--- 页面摘录 ---

目录
一、make_roi_box_loss_evaluator()函数
2、match_targets_to_proposals()函数
前言
上一篇博客已经介绍完box_head的inference文件,我们知道了box_head在inference阶段是如何进行筛选box(Proposals),最后得到输出的instances结果,本篇博客将介绍在box_head阶段的loss是如何进行计算的,有了前面RPN的loss文件介绍,box_head的loss文件介绍将会简单很多,它涉及到的函数和RPN的loss文件基本是类似的。
一、make_roi_box_loss_evaluator()函数
box_head的计算loss相关操作在your_project/maskrcnn_benchmark/modeling/roi_heads/box_head/loss.py文件中,我们首先来看看make_roi_box_loss_evaluator()这个函数:
def make_roi_box_loss_evaluator(cfg):
# 匹配器 用于给RPN输出给ROI_head部分的Proposals分配真实的标签
matcher = Matcher(
cfg.MODEL.ROI_HEADS.FG_IOU_THRESHOLD,
cfg.MODEL.ROI_HEADS.BG_IOU_THRESHOLD,
allow_low_quality_matches=False,
)
# box的编解码器
bbox_reg_weights = cfg.MODEL.ROI_HEADS.BBOX_REG_WEIGHTS
box_coder = BoxCoder(weights=bbox_reg_weights)
# 在box_head预测得到的Proposals中筛选正负样本用于训练
fg_bg_sampler = BalancedPositiveNegativeSampler(
cfg.MODEL.ROI_HEADS.BATCH_SIZE_PER_IMAGE, cfg.MODEL.ROI_HEADS.POSITIVE_FRACTION
)
# 这个不管它!
cls_agnostic_bbox_reg = cfg.MODEL.CLS_AGNOSTIC_BBOX_REG
# 损失的计算 用于计算整个box_head部分的loss
loss_evaluator = FastRCNNLossComputation(
matcher,
fg_bg_sampler,
box_coder,
cls_agnostic_bbox_reg
)
return loss_evaluator
这部分代码是不是跟RPN中loss文件很相似,不能说相似,简直一模一样~,因为RPN的输出是Proposals,这些Proposals是作为ROI_heads的一个输入,但是在训练阶段,box_head部分将对这些Proposals选一部分用作训练,作为box_head的输入。
从上面代码中可以看出,整个函数主要由三个类的对象构成,这三个类分别是:
Matcher类:这个类主要是给RPN输出的Proposals分配对应类别标签的。

--- 数据行 ---

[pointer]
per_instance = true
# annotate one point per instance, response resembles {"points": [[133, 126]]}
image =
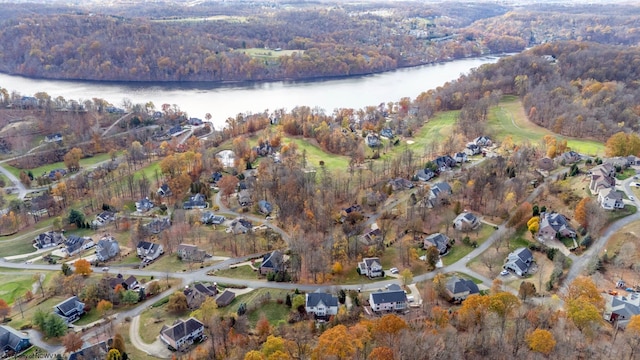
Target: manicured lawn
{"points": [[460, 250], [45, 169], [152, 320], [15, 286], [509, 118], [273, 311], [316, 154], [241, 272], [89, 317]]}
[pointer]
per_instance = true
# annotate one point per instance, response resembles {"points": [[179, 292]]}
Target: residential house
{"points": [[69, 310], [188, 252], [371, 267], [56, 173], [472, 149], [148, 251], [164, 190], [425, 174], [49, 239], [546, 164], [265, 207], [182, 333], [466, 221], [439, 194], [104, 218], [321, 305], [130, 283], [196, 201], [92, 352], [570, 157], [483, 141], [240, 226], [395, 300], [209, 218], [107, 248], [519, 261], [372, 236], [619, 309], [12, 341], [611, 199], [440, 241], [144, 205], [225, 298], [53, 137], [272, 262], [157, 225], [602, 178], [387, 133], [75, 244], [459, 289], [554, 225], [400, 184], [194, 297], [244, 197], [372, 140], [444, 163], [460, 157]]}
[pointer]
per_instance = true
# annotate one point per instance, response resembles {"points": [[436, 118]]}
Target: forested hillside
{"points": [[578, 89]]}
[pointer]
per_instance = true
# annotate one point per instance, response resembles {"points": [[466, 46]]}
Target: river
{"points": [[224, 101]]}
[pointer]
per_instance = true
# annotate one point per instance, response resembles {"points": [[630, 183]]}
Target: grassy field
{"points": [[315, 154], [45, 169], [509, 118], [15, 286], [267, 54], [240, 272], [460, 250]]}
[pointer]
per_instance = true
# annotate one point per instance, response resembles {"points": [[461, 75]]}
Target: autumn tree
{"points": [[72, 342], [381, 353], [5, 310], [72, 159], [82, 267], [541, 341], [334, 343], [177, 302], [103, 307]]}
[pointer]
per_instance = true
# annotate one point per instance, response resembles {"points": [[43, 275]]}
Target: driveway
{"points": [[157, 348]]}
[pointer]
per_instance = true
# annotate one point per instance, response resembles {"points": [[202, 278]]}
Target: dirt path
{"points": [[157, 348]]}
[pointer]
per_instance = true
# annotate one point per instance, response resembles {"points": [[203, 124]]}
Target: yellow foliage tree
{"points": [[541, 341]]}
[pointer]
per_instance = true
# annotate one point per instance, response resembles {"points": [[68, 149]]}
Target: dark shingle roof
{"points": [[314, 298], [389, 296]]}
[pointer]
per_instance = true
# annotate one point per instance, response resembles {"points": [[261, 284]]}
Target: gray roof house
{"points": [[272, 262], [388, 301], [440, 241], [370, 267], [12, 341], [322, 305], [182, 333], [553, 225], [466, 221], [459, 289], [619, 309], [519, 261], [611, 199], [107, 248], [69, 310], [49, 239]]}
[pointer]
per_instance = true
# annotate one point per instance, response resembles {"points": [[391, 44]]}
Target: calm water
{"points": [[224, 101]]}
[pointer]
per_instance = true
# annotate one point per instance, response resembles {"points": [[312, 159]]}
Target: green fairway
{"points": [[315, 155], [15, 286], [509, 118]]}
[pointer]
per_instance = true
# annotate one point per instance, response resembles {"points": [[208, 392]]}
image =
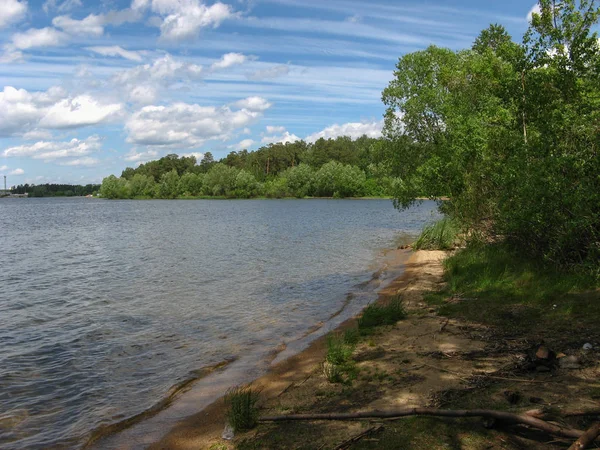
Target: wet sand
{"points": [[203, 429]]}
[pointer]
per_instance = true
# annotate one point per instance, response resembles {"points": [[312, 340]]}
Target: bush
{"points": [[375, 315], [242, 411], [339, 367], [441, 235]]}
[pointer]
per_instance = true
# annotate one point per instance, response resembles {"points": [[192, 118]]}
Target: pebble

---

■ **任务目标**
根据页面摘录,回答以下问题:
(a) box_head 计算 loss 的相关操作位于哪个文件?
(b) 在 make_roi_box_loss_evaluator() 中构造 Matcher 时,allow_low_quality_matches 被设为什么值?
(c) Matcher 类主要用来做什么?

■ **任务答案**
(a) your_project/maskrcnn_benchmark/modeling/roi_heads/box_head/loss.py
(b) False
(c) 给 RPN 输出的 Proposals 分配对应的类别标签。